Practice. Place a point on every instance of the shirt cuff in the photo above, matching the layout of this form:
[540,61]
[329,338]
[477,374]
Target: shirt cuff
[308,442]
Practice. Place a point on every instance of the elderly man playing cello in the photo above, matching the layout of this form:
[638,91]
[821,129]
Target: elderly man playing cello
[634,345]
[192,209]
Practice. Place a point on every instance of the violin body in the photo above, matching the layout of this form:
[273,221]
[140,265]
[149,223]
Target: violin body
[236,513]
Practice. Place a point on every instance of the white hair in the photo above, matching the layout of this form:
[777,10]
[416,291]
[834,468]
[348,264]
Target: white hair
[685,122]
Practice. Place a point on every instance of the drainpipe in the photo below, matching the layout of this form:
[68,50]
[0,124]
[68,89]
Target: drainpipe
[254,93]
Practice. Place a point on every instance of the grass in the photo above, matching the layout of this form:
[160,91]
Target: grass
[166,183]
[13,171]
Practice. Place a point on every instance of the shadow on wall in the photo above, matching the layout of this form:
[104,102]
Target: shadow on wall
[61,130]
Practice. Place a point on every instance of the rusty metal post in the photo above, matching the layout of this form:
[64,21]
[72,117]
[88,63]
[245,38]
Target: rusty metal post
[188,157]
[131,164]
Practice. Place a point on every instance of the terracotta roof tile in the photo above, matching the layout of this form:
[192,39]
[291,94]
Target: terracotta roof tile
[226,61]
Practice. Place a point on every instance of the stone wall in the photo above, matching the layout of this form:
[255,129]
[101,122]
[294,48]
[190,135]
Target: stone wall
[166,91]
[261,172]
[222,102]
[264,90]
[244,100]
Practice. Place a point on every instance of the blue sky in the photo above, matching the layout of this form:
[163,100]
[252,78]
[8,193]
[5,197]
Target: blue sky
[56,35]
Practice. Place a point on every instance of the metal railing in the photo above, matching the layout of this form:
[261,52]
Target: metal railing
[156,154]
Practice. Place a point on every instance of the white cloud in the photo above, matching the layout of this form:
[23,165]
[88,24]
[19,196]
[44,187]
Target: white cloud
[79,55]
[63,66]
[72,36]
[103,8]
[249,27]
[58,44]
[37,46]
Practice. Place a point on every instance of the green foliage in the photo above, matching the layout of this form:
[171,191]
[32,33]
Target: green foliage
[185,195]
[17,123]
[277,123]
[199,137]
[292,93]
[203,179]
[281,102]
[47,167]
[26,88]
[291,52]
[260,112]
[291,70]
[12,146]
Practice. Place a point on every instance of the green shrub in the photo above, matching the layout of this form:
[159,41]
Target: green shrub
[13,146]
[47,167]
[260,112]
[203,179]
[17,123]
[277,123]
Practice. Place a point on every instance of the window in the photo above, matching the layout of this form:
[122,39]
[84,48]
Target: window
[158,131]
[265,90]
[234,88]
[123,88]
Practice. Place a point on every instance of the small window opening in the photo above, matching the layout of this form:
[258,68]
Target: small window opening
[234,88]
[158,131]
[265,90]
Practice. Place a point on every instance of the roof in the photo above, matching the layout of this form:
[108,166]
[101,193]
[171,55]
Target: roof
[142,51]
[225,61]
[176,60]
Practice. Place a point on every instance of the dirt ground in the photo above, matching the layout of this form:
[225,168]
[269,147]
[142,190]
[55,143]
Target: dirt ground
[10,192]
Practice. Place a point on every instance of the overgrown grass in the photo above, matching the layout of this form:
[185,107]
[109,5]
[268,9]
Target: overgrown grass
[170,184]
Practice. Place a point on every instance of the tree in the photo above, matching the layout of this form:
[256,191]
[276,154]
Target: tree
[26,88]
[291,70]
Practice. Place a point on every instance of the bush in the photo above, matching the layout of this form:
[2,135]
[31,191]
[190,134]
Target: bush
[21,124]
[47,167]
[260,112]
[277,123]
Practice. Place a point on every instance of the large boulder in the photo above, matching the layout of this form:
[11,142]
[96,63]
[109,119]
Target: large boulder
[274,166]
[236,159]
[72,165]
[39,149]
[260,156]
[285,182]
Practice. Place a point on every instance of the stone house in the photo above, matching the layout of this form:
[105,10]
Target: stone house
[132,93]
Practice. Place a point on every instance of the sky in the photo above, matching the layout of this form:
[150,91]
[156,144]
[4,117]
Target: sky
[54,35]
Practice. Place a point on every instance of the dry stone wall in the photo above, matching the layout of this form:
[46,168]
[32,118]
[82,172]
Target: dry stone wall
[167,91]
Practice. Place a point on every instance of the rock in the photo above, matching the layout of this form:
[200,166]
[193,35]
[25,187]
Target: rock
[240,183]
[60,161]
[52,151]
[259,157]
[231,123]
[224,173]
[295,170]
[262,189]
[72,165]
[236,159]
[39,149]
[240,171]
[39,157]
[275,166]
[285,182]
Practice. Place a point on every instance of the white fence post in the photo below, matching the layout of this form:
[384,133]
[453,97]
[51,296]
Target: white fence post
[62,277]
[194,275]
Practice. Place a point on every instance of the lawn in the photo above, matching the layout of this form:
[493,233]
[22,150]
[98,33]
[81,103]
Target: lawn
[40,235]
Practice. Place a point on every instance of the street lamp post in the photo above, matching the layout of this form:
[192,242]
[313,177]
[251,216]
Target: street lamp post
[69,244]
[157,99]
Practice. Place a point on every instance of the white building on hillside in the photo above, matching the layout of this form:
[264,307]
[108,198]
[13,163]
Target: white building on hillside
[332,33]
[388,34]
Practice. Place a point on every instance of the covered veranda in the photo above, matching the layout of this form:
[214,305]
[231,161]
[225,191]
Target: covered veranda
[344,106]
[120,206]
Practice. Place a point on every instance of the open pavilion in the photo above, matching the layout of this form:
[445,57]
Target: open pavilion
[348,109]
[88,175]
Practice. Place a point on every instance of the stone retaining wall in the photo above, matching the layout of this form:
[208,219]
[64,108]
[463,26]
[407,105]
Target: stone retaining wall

################

• _Task directions_:
Return each line above precisely as written.

• _Written answer_:
Practice. Place a point on every instance of the shirt cuff in the photo above, matching the layout of this form:
[540,61]
[329,338]
[477,374]
Target: shirt cuff
[308,442]
Practice. Place a point on every instance of the elderly man playing cello in the photo above, matching the layout of this form:
[638,91]
[821,129]
Target: elderly man playing cello
[634,345]
[192,209]
Practice. Place a point on every instance of the violin body in the photo above, matching the layout of this form:
[273,221]
[140,265]
[149,223]
Target: violin body
[236,513]
Practice. Place a point on every instance of the white hair in the photo above, matching the layout of this form:
[777,10]
[416,291]
[834,468]
[348,264]
Target: white hair
[685,122]
Practice. Place a point on every instance of the drainpipe in the photo below, matching the layout of this form:
[68,50]
[0,124]
[68,89]
Target: drainpipe
[254,93]
Practice. Place a point on every instance of the grass in the photo above, matching the layout of this form:
[160,91]
Target: grass
[166,183]
[13,171]
Practice. Place a point on every instance of the shadow on wall in the photo above, matching the layout of this form:
[104,102]
Target: shadow on wall
[61,130]
Practice. Place a point on every instance of the rusty metal post in the photo above, matching the layout of this form:
[64,21]
[72,117]
[88,63]
[245,38]
Target: rusty metal post
[188,157]
[131,164]
Practice. Place a point on every instance of the terracotta roof tile in the photo above, matching the layout of this form:
[192,39]
[291,94]
Target: terracotta roof tile
[226,61]
Practice. Place a point on every instance of the stone wall in the photo above, matching the layout of this form:
[255,129]
[101,122]
[294,48]
[190,135]
Target: stone wall
[166,91]
[261,172]
[222,102]
[264,90]
[244,100]
Practice. Place a point on every instance of the blue sky in the photo above, matching the layout of this form:
[163,100]
[252,78]
[8,193]
[5,197]
Target: blue sky
[56,35]
Practice. Place a point on every instance of the metal railing in the photo above, matching the layout of this form:
[261,52]
Target: metal railing
[156,154]
Practice. Place a point on every instance of the white cloud in the photo above, matching the layout of this form:
[23,165]
[88,24]
[19,196]
[44,187]
Target: white cloud
[79,55]
[63,66]
[72,36]
[103,8]
[249,27]
[58,44]
[37,46]
Practice. Place a point on every instance of the green foliage in the photo above, matching the layout of this form:
[171,191]
[32,33]
Target: green foliage
[185,195]
[17,123]
[277,123]
[199,137]
[292,93]
[203,179]
[281,102]
[47,167]
[26,88]
[291,52]
[260,112]
[291,70]
[12,146]
Practice. Place a point on every instance of the green shrub in the photo above, matching the layout of this form:
[159,41]
Target: green shrub
[13,146]
[47,167]
[260,112]
[203,179]
[17,123]
[277,123]
Practice. Place a point on every instance of the window in the photo above, matching the layout of this form:
[122,39]
[84,48]
Target: window
[158,131]
[265,90]
[234,88]
[123,88]
Practice. Place a point on every instance of the small window opening in the photo above, matching the layout of this form:
[258,68]
Target: small window opening
[234,88]
[158,131]
[265,90]
Practice. Place a point on every instance of the roof in the photo above, matching the layout of this form:
[108,166]
[101,193]
[171,55]
Target: roof
[142,51]
[225,61]
[176,60]
Practice. Place a point on every instance of the dirt ground in the photo above, matching the layout of this form:
[225,168]
[269,147]
[142,190]
[55,143]
Target: dirt ground
[10,192]
Practice. Place a point on every instance of the overgrown grass in the photo above, matching the layout of this form:
[185,107]
[109,5]
[268,9]
Target: overgrown grass
[170,184]
Practice. Place a point on every instance of the tree in the photo above, matching the layout of this form:
[256,191]
[276,154]
Target: tree
[26,88]
[291,70]
Practice. Place a point on every instance of the bush in the photo above, matching the layout of this form:
[2,135]
[31,191]
[190,134]
Target: bush
[21,124]
[47,167]
[260,112]
[277,123]
Practice. Place a point on every instance of the large boulder in the photo above, matching the layout of this form:
[11,142]
[96,63]
[109,119]
Target: large boulder
[274,166]
[236,159]
[72,165]
[39,149]
[260,156]
[285,182]
Practice. Place a point on every instance of the stone house in the photo above, matching the layout of this form:
[105,10]
Target: stone house
[132,93]
Practice. Place a point on every instance of the sky in the photo above, matching the layout of this form:
[150,91]
[156,144]
[4,117]
Target: sky
[54,35]
Practice. Place a point on every instance of the dry stone wall in the photo above, matching the layout of this form:
[46,168]
[32,118]
[82,172]
Target: dry stone wall
[167,91]
Practice. Place a point on every instance of the rock in the photo above, matching the layout of this form:
[200,166]
[193,35]
[25,187]
Target: rock
[240,183]
[60,161]
[52,151]
[259,157]
[231,123]
[224,173]
[295,170]
[262,189]
[72,165]
[236,159]
[39,149]
[240,171]
[39,157]
[275,166]
[285,182]
Practice. Place a point on every instance of the white fence post in the photo below, matching the layout of this form:
[384,133]
[453,97]
[51,296]
Target: white fence post
[62,277]
[194,275]
Practice. Place a point on every instance of the lawn in the photo above, matching the layout of this form:
[493,233]
[22,150]
[98,33]
[81,103]
Target: lawn
[40,235]
Practice. Place a point on every instance of the street lamp post in the photo above, matching the layout of this form:
[192,242]
[313,177]
[251,216]
Target: street lamp post
[69,244]
[157,99]
Practice. Place a point on every instance of the white building on hillside in the photo above, matching the layout of this form:
[264,307]
[108,198]
[13,163]
Target: white building on hillside
[332,33]
[388,34]
Practice. Place a point on every instance of the covered veranda in the photo above, matching the layout of this form:
[214,305]
[231,161]
[225,191]
Target: covered veranda
[344,106]
[120,206]
Practice. Place a point on every instance of the open pavilion in the photo above, matching the layout of this form:
[445,57]
Target: open pavilion
[348,109]
[88,175]
Practice. Place a point on every instance of the stone retaining wall in the photo above, matching the layout of this form:
[208,219]
[64,108]
[463,26]
[407,105]
Target: stone retaining wall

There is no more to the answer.